## To be done
Could you echo the data word for word, beginning at the line that contains "the car rear" and stopping after the line that contains "pixel 614 47"?

--------------------------------

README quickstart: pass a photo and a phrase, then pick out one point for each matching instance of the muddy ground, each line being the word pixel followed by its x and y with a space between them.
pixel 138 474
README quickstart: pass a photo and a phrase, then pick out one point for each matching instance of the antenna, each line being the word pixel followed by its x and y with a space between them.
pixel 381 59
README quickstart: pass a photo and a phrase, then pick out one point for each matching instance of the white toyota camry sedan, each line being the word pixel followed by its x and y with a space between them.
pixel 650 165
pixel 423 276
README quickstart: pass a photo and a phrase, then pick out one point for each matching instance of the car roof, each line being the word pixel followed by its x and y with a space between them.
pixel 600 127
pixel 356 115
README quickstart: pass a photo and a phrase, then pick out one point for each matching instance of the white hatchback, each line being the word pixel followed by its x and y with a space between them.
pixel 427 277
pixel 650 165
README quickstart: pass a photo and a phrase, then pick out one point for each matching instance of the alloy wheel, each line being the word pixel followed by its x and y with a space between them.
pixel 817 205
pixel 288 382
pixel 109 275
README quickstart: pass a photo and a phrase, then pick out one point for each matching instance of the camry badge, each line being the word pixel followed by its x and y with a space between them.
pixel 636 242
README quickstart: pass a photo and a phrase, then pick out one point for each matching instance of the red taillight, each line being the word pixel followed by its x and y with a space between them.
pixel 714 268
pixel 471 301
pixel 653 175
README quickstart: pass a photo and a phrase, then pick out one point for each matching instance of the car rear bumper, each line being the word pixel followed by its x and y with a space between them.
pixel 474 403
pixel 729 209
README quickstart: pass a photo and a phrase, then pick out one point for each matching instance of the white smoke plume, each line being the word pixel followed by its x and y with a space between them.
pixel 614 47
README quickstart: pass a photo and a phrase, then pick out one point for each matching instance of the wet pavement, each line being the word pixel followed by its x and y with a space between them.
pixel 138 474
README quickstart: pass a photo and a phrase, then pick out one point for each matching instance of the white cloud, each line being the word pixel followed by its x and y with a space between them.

--------------------------------

## Answer in full
README quickstart: pass a photo and a phrase, then pick out one point for each matching instance of the car rear bumper, each line being the word pixel followed by its x and y with a space between them.
pixel 474 403
pixel 729 209
README quickstart: pass a photo and a phrase, then pick out one point for each matching instance of the white smoke plume, each line being the word pixel followed by its x and y with a space between them.
pixel 614 47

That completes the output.